YOUR GOAL
Each line from the one containing "the window, given" through the final line of the data below must be repeated exactly.

EXTRACTED INFORMATION
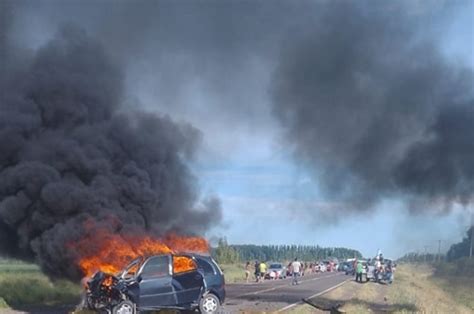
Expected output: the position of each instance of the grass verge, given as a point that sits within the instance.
(415, 289)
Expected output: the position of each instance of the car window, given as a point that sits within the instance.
(156, 267)
(205, 266)
(183, 264)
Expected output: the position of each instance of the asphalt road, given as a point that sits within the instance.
(279, 295)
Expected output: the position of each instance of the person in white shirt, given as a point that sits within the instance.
(296, 269)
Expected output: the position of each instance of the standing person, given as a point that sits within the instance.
(263, 270)
(257, 271)
(359, 272)
(247, 271)
(296, 268)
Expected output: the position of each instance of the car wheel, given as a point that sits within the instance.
(124, 307)
(209, 304)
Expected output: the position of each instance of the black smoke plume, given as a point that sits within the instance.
(368, 101)
(72, 152)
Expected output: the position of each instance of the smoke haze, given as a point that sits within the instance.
(375, 109)
(361, 95)
(70, 154)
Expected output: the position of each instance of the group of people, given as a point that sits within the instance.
(260, 270)
(383, 270)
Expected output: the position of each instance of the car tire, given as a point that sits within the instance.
(209, 303)
(124, 307)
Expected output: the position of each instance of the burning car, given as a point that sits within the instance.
(167, 281)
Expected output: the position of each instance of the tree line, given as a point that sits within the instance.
(456, 252)
(225, 253)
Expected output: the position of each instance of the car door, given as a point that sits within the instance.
(187, 281)
(155, 286)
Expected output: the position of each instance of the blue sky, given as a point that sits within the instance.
(267, 196)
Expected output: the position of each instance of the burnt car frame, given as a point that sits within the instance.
(155, 283)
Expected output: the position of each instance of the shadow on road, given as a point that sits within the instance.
(334, 306)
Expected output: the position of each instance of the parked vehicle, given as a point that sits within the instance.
(169, 281)
(276, 271)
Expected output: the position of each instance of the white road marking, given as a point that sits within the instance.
(281, 286)
(313, 296)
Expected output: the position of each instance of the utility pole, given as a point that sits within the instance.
(439, 251)
(472, 233)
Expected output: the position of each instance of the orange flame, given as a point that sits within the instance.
(182, 264)
(110, 252)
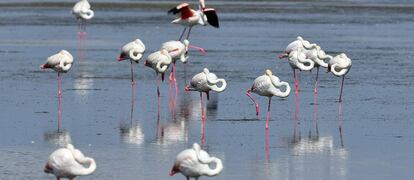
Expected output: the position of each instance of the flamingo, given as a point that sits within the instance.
(268, 85)
(340, 66)
(61, 63)
(295, 52)
(82, 11)
(189, 17)
(195, 162)
(159, 61)
(69, 162)
(132, 51)
(206, 82)
(178, 51)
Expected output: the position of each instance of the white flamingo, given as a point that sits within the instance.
(82, 11)
(195, 162)
(159, 61)
(69, 162)
(295, 52)
(206, 82)
(132, 51)
(340, 66)
(268, 85)
(189, 17)
(61, 63)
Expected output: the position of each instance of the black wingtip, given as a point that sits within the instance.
(173, 11)
(212, 18)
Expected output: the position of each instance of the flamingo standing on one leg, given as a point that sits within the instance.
(159, 61)
(189, 17)
(195, 162)
(340, 66)
(205, 82)
(61, 63)
(178, 50)
(132, 51)
(69, 162)
(320, 58)
(268, 85)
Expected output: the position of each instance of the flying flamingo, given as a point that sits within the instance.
(195, 162)
(61, 63)
(189, 17)
(268, 85)
(178, 51)
(159, 61)
(132, 51)
(69, 162)
(82, 11)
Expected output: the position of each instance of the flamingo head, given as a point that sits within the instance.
(174, 170)
(284, 54)
(47, 168)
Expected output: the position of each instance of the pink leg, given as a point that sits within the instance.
(200, 49)
(59, 101)
(340, 122)
(158, 95)
(255, 103)
(202, 109)
(202, 119)
(176, 92)
(342, 86)
(268, 113)
(132, 81)
(170, 84)
(315, 93)
(267, 145)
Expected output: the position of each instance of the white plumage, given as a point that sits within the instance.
(69, 162)
(195, 162)
(82, 10)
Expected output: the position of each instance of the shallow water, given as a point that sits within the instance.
(377, 139)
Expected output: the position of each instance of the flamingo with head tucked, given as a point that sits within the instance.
(195, 162)
(206, 82)
(159, 61)
(61, 63)
(132, 51)
(295, 52)
(268, 85)
(189, 17)
(69, 162)
(82, 11)
(340, 66)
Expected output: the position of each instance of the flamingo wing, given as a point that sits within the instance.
(212, 17)
(184, 10)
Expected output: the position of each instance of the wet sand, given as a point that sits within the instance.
(377, 138)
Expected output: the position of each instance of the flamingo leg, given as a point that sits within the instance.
(132, 81)
(158, 95)
(268, 113)
(342, 86)
(59, 101)
(315, 94)
(255, 103)
(340, 122)
(188, 34)
(182, 34)
(202, 108)
(176, 91)
(170, 84)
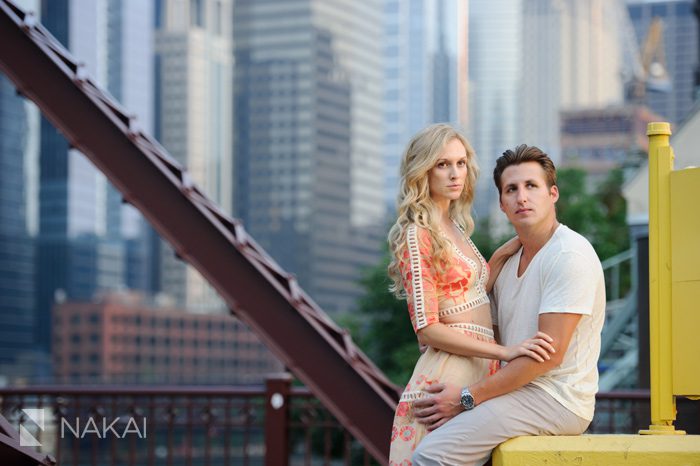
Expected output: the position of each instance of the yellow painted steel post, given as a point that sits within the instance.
(663, 404)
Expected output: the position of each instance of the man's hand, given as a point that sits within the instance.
(439, 407)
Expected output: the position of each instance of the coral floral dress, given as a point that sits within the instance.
(432, 297)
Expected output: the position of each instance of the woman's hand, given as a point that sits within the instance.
(498, 259)
(538, 348)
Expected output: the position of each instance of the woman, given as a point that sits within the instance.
(436, 267)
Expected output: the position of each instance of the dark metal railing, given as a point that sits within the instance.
(275, 424)
(620, 412)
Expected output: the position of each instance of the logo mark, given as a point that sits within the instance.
(25, 438)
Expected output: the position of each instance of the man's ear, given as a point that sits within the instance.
(554, 192)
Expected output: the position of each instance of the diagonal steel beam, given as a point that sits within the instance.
(256, 289)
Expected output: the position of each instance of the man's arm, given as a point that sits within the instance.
(444, 404)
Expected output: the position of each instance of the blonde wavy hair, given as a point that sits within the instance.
(415, 205)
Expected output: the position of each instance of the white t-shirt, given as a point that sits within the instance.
(565, 276)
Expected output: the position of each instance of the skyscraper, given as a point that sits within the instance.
(680, 49)
(308, 138)
(495, 67)
(81, 247)
(530, 60)
(421, 54)
(194, 118)
(16, 246)
(571, 59)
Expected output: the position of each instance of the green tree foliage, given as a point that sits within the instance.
(382, 328)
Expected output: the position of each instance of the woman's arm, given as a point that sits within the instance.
(499, 258)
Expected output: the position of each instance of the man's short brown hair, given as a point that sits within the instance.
(521, 154)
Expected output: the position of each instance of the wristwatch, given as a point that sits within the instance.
(466, 400)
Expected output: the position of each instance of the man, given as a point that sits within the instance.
(554, 284)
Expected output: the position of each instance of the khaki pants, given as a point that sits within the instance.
(469, 437)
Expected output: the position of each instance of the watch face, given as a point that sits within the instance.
(467, 400)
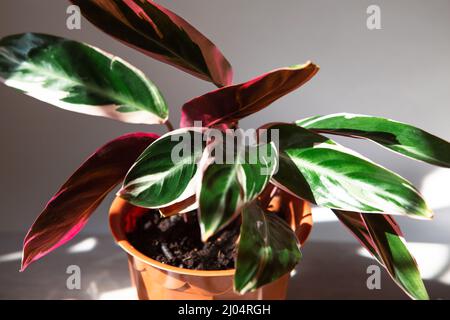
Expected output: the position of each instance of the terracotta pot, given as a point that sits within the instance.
(157, 281)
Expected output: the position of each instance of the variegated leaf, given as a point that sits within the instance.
(80, 78)
(267, 250)
(161, 34)
(396, 136)
(381, 235)
(164, 174)
(317, 169)
(228, 186)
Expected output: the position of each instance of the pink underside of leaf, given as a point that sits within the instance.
(66, 238)
(70, 208)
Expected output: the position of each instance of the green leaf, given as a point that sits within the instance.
(160, 34)
(268, 249)
(165, 173)
(356, 225)
(227, 187)
(396, 136)
(323, 172)
(80, 78)
(392, 252)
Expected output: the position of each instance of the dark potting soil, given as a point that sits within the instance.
(176, 241)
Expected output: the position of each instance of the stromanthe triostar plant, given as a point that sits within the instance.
(79, 77)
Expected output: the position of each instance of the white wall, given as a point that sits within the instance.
(401, 72)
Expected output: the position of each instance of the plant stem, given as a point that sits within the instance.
(169, 126)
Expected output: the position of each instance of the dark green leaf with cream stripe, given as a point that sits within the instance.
(80, 78)
(267, 250)
(165, 172)
(227, 187)
(381, 235)
(396, 136)
(321, 171)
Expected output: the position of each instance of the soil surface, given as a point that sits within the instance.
(177, 241)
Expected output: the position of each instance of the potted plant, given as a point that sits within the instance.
(198, 226)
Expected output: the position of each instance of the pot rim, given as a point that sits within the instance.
(118, 206)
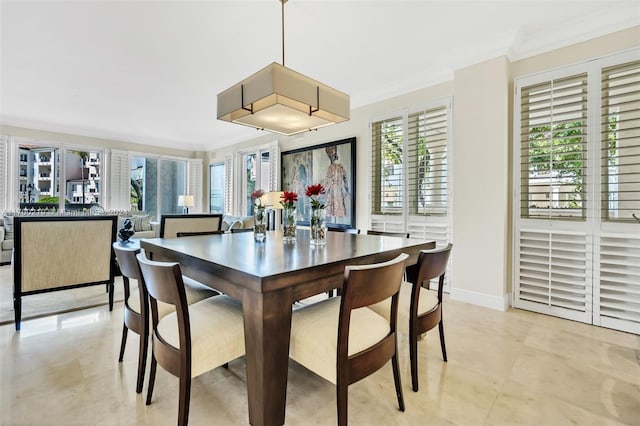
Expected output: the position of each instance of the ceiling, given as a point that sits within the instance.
(149, 71)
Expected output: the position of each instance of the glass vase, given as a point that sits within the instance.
(318, 227)
(259, 224)
(289, 224)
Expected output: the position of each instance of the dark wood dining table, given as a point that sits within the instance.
(268, 277)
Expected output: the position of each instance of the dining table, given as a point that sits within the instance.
(268, 277)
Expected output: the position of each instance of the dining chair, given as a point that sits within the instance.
(420, 309)
(136, 314)
(195, 233)
(388, 234)
(345, 344)
(345, 230)
(194, 338)
(171, 224)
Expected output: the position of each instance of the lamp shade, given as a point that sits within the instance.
(272, 200)
(283, 101)
(186, 201)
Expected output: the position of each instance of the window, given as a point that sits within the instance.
(216, 188)
(156, 184)
(56, 177)
(553, 148)
(577, 156)
(409, 173)
(620, 143)
(257, 168)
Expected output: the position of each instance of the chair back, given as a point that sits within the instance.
(170, 225)
(196, 233)
(163, 281)
(388, 234)
(345, 230)
(365, 285)
(433, 264)
(128, 263)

WRITTEN REPLY
Expected output: the position of each instance of the window, given as a point that sits within the instance.
(216, 188)
(156, 184)
(56, 177)
(553, 148)
(577, 156)
(409, 173)
(620, 143)
(257, 168)
Expected output: the position of each instance of the chair back, given as a point that sits within the instance.
(170, 225)
(196, 233)
(163, 281)
(388, 234)
(345, 230)
(365, 285)
(433, 264)
(128, 263)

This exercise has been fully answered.